_YOUR GOAL_: Can you return each of the following lines word for word, with nothing changed?

Dataset items:
━━━━

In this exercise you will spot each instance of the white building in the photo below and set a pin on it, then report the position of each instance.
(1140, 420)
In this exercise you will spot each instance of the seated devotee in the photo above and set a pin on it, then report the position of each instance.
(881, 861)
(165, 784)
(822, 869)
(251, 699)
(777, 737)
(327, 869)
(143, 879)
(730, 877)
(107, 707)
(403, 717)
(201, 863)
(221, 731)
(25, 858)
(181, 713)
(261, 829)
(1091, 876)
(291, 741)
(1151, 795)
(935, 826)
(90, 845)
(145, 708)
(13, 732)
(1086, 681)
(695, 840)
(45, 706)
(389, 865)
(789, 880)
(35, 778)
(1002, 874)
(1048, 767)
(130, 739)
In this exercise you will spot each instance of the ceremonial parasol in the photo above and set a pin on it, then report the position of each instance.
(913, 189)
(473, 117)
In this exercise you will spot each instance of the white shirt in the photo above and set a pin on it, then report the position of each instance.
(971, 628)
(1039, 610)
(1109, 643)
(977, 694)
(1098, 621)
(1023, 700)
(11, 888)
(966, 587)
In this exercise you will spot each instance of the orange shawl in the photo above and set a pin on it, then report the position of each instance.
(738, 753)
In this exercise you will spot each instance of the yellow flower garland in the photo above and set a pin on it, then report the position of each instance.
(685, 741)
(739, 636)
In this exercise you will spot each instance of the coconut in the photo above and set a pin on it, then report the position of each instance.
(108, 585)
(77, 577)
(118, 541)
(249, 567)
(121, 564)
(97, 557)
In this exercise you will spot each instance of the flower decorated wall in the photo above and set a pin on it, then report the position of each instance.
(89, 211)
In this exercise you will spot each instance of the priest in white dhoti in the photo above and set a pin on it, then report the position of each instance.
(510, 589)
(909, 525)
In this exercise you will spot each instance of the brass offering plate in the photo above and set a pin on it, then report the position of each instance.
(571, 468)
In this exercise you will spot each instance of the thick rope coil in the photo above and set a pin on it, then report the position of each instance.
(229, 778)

━━━━

_WRITTEN REPLY_:
In this exercise you will spot each instance of the white building in the photo below and set a pin on it, then report the position of each instance.
(1140, 420)
In this exercise you will spot each instance of the seated devotee in the photo above and set a pin on it, then report the position of each instance.
(881, 861)
(165, 784)
(822, 869)
(251, 699)
(777, 737)
(327, 869)
(143, 879)
(730, 877)
(107, 707)
(403, 717)
(201, 863)
(221, 731)
(25, 858)
(181, 713)
(261, 829)
(1091, 876)
(291, 741)
(1151, 795)
(935, 826)
(90, 845)
(145, 708)
(13, 732)
(1086, 681)
(695, 840)
(45, 706)
(389, 865)
(789, 880)
(35, 778)
(1002, 874)
(1048, 767)
(130, 739)
In this exercise you will spot each instance of the ceremonial parasol in the photo above and set a pin on it, then report the position of each instance.
(913, 189)
(473, 117)
In this exercise you will spot each instance of the white shirt in the photo above and set a pin on it, then report the position of each instance.
(971, 628)
(1039, 610)
(1109, 643)
(977, 694)
(1098, 621)
(1023, 700)
(11, 888)
(966, 587)
In this exercise you will spot each instance of the orange shawl in the photo above and set a pin on it, then report the position of each instance.
(738, 753)
In this exercise you will spot each instance of the yellow flower garland in the photo above and set a pin on it, then report the position of each instance.
(685, 741)
(739, 636)
In this exercise you will spot each instance of the coconut in the photo above and set a pin on it, then report the position of each instance.
(108, 585)
(77, 577)
(118, 541)
(249, 567)
(121, 564)
(97, 557)
In this exercise you will spot each instance of the flower decorated wall in the photo above and set a pin on it, then report the position of each instance.
(89, 211)
In this exercise you will spot each instance of the priest in white dhoti in the photo above and set a pin on it, then report the position of each instance.
(510, 589)
(909, 525)
In this exercise you will spot each instance of the brass offering plate in the photo above and set a pin on it, then report the position of each instance.
(571, 468)
In this exercise you will spot each instance of the thick rope coil in the photo above and set a pin on it, then report the position of each instance.
(229, 778)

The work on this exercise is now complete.